Oleh Max Regus
Dekan FKIP Unika St Paulus
Ruteng, Flores, Nusa
Tenggara Timur
BERITA Injil paling populer, salah satunya, ketika Natal tiba,
ditulis Lukas, “Lalu kata malaikat itu kepada mereka, “Jangan takut sebab
sesungguhnya aku memberitakan kepadamu kesukaan besar untuk seluruh bangsa:
Hari ini telah lahir bagimu Juru Selamat, yaitu Kristus, Tuhan, di Kota Daud,“
(2:10-12).
Dalam bentangan
sejarah kekristenan, ini merupakan berita terbesar yang pernah diumumkan
kepada umat manusia. Tuhan Yang Mahakuasa memutuskan menjadi manusia.
Kenyataan historis
penting lain dari berita sukacita ini ialah kemunculan Betlehem sebagai salah
satu ‘titik sentral’ dari keseluruhan cerita kelahiran Yesus Kristus. Betlehem,
dari perspektif Alkitab Kristen, ialah tempat yang menentukan sejarah
keselamatan manusia. Kota ini, sejak sedia kala, sudah menjadi bagian utama
dari tuturan dalam Perjanjian Lama.
Ketika para nabi
berbicara tentang nasib bangsa Israel sebagai bangsa terpilih, Betlehem
berkali-kali disebut di sana. Berhubungan dengan kelahiran Yesus Kristus,
sejak dulu diberitakan bahwa dari Betlehem akan datang ‘seseorang’ yang akan
menjadi ‘tunas baru’ Israel. Dia akan menghadirkan keadilan sekaligus
keselamat-an bagi dunia. ‘Seseorang’ itu, meskipun akan hadir dengan tunas
keadilan di tangan-Nya, kedatangan-Nya di Betlehem tidak akan menampilkan kisah
kemewahan.

────────────────────────────────────────

• SOAL LATIHAN 1: Tuliskan kembali bagian kutipan tentang Betlehem mulai dari "Dalam bentangan" dan berakhir pada "dalam Perjanjian Lama.".
• SOAL LATIHAN 2: Tentukan apakah setiap pernyataan berikut sesuai dengan kutipan tentang Betlehem. Jawab ya atau tidak dan sertakan kata-kata penentu dari kutipan itu persis sama. (a) Berita Injil yang dikutip saat Natal ditulis oleh Lukas. (b) Betlehem tidak muncul dalam tuturan Perjanjian Lama. (c) Kedatangan "seseorang" di Betlehem akan menampilkan kisah kemewahan.
Data di bawah ini berasal dari sumber lain, bukan dari kutipan tentang Betlehem.

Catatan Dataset
────────────────────────────────────────

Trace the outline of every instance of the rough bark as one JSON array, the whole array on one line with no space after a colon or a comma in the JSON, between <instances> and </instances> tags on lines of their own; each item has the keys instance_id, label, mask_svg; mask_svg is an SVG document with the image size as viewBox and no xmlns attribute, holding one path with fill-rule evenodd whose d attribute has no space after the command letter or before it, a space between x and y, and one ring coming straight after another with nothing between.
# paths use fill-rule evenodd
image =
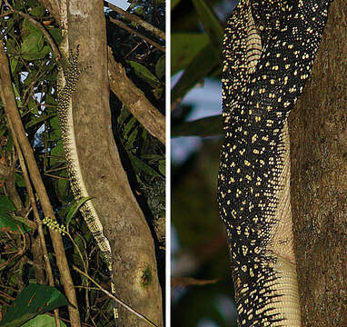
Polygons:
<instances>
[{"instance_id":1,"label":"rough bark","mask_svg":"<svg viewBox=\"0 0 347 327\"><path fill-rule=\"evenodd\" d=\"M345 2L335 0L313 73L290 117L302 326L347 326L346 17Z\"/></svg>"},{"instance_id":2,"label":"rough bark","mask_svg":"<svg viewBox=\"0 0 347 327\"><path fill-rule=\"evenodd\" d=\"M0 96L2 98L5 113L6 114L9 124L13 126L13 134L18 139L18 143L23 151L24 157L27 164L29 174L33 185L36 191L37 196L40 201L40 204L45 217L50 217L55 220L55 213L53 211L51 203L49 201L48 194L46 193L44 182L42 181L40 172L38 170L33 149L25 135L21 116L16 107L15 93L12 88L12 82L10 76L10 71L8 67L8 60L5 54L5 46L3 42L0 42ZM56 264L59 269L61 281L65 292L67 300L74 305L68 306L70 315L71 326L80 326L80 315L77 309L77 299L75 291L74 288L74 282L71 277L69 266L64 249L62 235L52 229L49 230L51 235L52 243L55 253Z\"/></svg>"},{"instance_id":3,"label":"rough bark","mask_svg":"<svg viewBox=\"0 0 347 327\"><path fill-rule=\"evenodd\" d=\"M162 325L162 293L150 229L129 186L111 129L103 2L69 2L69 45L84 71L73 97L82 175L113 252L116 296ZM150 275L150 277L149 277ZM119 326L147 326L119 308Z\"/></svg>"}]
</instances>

────────────────────────────────────────

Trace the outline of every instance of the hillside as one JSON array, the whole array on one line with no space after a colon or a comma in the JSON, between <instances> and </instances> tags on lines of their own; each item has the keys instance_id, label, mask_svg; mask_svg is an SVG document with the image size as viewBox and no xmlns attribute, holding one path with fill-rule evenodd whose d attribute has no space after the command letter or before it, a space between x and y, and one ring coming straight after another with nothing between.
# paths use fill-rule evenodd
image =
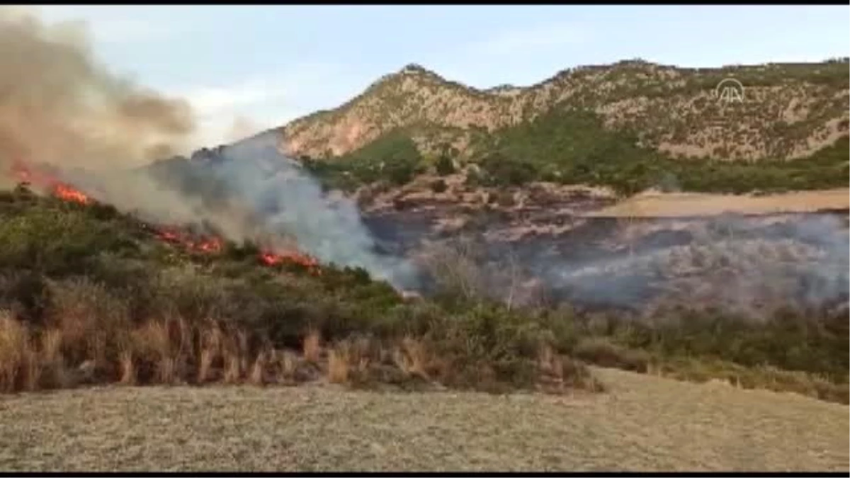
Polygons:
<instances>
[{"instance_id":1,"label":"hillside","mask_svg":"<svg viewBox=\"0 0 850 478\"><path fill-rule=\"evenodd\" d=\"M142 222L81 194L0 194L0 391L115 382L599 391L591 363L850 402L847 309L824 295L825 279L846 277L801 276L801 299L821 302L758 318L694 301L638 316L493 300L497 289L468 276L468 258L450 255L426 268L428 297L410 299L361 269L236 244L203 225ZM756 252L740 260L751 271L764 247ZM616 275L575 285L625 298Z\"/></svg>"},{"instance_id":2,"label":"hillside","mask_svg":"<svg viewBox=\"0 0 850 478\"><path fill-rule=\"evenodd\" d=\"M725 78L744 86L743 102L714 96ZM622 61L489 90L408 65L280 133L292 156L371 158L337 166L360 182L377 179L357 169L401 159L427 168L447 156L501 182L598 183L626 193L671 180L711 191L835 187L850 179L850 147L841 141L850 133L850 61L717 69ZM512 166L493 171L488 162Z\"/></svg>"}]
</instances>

────────────────────────────────────────

• HASIL TUGAS 1:
Dalam bentangan
sejarah kekristenan, ini merupakan berita terbesar yang pernah diumumkan
kepada umat manusia. Tuhan Yang Mahakuasa memutuskan menjadi manusia.
Kenyataan historis
penting lain dari berita sukacita ini ialah kemunculan Betlehem sebagai salah
satu ‘titik sentral’ dari keseluruhan cerita kelahiran Yesus Kristus. Betlehem,
dari perspektif Alkitab Kristen, ialah tempat yang menentukan sejarah
keselamatan manusia. Kota ini, sejak sedia kala, sudah menjadi bagian utama
dari tuturan dalam Perjanjian Lama.

• HASIL TUGAS 2:
(a) Ya: "ditulis Lukas"
(b) Tidak: "Kota ini, sejak sedia kala, sudah menjadi bagian utama dari tuturan dalam Perjanjian Lama"
(c) Tidak: "kedatangan-Nya di Betlehem tidak akan menampilkan kisah kemewahan"